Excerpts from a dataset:
====
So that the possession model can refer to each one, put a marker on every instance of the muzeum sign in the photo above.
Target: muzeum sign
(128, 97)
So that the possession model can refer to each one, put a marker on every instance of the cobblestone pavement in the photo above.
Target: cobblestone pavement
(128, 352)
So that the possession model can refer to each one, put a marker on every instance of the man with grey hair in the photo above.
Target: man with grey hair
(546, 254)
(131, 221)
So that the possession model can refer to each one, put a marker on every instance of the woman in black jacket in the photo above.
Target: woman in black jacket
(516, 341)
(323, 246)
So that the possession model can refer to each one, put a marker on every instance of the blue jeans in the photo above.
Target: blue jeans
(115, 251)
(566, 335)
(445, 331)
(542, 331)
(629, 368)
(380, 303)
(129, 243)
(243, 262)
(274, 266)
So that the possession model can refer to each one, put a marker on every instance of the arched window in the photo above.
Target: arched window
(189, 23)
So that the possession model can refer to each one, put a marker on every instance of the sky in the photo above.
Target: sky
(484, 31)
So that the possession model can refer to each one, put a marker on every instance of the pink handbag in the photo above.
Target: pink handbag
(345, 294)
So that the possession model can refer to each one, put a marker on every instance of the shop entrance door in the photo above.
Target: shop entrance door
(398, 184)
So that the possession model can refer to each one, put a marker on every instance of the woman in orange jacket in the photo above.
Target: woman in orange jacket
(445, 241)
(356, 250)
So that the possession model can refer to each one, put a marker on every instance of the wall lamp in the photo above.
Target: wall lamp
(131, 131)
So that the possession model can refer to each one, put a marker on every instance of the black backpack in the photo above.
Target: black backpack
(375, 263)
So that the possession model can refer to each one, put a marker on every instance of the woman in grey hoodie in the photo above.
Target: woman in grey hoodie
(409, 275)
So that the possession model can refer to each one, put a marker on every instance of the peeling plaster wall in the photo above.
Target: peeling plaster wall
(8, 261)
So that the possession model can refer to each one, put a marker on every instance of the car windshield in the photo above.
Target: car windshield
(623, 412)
====
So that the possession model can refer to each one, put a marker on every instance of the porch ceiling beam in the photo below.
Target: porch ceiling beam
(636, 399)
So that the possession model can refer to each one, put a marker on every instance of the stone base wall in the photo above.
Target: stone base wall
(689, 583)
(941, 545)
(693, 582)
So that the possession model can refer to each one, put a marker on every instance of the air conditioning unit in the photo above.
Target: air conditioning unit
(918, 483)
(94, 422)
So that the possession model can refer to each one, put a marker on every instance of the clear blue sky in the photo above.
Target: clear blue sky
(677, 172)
====
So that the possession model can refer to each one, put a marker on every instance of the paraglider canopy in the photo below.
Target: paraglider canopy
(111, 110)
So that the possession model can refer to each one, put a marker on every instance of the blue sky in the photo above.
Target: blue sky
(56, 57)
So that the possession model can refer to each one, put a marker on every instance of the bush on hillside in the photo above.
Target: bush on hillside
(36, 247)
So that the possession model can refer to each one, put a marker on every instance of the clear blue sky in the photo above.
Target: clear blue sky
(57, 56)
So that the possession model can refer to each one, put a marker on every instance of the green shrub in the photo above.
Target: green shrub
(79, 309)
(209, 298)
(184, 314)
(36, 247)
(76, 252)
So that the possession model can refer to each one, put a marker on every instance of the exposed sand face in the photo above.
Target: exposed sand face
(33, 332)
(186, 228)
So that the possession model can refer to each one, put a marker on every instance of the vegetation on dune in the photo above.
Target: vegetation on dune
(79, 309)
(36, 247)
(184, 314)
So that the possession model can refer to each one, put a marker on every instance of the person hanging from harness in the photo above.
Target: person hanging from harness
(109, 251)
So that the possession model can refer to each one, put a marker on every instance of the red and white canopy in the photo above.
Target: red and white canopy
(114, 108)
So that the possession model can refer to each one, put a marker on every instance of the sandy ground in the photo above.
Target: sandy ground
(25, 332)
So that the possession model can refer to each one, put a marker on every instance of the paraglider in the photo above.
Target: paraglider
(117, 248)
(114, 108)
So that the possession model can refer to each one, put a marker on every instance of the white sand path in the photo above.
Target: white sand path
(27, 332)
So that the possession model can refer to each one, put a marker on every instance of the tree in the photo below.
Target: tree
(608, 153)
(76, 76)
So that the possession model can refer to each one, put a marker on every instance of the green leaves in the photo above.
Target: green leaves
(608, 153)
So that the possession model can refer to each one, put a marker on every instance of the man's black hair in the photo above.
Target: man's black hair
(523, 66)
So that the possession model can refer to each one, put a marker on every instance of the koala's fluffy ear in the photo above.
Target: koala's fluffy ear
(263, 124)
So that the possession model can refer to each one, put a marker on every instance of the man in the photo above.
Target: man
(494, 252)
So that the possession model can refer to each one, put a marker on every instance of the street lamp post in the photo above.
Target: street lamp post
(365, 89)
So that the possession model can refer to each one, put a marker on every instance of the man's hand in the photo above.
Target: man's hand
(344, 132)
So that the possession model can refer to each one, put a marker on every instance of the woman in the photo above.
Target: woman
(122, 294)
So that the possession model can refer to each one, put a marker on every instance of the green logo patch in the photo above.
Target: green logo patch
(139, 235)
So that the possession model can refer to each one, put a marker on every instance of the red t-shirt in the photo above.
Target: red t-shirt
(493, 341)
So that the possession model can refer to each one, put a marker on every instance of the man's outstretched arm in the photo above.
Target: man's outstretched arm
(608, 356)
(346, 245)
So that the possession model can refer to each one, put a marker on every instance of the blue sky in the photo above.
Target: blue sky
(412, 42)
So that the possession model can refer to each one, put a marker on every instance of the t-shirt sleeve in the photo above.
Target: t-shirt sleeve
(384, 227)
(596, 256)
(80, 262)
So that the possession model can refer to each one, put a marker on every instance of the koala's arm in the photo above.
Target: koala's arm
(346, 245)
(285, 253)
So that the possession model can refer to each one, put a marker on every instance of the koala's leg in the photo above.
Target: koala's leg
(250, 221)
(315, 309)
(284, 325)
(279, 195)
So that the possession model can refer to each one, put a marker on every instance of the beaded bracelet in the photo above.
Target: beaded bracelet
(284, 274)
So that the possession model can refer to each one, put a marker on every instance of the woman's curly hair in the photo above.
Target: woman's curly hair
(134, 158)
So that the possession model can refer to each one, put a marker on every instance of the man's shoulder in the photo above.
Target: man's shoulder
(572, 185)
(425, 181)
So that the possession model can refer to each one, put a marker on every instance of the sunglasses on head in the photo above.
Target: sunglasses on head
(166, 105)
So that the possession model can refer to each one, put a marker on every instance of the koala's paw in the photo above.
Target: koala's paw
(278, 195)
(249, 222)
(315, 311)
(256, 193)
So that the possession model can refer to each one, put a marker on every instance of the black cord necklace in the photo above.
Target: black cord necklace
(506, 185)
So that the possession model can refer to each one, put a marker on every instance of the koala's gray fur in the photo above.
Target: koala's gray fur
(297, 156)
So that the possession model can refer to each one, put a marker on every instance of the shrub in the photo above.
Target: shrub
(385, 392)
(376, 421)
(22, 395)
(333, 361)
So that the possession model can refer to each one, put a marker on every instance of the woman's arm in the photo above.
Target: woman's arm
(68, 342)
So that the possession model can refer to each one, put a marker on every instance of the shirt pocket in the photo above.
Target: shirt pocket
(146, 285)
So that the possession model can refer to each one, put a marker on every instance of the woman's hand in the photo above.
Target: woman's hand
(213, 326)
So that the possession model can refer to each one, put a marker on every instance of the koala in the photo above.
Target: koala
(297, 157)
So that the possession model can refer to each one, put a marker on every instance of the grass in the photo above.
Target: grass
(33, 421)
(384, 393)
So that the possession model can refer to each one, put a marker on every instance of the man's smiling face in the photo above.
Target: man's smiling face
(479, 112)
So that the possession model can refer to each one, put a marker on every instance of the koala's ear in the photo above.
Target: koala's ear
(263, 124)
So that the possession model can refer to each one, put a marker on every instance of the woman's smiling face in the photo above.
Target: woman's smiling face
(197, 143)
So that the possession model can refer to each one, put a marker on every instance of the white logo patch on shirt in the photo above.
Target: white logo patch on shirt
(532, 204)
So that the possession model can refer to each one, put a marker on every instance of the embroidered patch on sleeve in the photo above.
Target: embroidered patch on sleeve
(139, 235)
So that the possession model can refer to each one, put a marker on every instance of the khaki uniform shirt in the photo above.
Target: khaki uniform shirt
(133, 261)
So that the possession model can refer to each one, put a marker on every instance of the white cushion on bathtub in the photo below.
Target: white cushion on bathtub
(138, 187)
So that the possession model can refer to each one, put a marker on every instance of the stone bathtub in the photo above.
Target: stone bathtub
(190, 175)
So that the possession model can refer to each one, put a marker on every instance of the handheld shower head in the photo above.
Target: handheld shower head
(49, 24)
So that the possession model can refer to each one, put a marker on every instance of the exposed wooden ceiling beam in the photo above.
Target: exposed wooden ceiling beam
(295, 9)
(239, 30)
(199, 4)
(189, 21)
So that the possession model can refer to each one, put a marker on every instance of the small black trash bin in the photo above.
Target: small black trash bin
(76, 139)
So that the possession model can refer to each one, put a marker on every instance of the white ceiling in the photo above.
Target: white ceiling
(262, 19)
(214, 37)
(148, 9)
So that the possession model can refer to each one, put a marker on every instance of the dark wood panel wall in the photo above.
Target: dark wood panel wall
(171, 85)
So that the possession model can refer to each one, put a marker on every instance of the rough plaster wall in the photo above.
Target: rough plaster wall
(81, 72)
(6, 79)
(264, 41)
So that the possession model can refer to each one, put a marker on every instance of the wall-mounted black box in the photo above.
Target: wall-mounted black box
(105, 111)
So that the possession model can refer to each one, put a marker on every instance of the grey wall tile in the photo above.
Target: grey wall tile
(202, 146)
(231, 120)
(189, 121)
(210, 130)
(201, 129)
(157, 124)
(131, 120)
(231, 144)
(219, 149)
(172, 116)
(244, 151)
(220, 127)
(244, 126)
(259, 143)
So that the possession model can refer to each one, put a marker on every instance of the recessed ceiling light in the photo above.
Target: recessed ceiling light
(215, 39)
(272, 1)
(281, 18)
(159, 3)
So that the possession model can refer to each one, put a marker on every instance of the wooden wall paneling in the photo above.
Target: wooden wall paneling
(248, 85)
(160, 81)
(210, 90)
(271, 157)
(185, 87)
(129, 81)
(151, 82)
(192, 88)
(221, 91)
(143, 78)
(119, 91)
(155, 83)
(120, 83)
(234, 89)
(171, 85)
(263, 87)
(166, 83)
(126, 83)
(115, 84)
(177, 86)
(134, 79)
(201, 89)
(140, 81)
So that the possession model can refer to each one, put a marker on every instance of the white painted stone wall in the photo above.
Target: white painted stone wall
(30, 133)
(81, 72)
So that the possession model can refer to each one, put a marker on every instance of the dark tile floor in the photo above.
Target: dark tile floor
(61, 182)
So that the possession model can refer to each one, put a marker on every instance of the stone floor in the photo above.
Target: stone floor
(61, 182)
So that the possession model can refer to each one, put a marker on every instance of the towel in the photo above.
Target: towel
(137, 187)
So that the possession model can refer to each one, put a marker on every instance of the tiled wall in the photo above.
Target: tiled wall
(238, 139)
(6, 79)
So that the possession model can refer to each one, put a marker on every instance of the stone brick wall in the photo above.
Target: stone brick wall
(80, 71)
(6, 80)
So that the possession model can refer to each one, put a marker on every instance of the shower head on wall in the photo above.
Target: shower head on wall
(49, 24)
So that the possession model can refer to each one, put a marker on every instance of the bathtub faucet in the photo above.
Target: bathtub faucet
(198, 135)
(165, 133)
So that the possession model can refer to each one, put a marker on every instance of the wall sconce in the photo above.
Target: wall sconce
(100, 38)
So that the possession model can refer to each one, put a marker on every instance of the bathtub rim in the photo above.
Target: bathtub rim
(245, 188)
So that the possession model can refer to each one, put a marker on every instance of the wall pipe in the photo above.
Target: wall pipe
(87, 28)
====
[INSTRUCTIONS FOR THE TASK] Looking at the records above, return exactly the lines from the line with "Target: t-shirt sleeve" to the line with "curly hair in the photo above.", both ends included.

[RESPONSE TO THE TASK]
Target: t-shirt sleeve
(384, 227)
(596, 256)
(80, 262)
So that the possession model can refer to each one, put a marker on every instance of the koala's arm in the photo above.
Target: koala's arm
(346, 245)
(285, 253)
So that the possession model can refer to each one, put a marker on every instance of the koala's leg in the photo above.
Target: koala's leg
(250, 221)
(315, 309)
(284, 325)
(279, 195)
So that the possession model can refer to each one, put a marker on every instance of the beaded bracelet in the photo above.
Target: beaded bracelet
(284, 274)
So that the possession model can refer to each one, put a marker on every instance of the woman's curly hair in the photo above.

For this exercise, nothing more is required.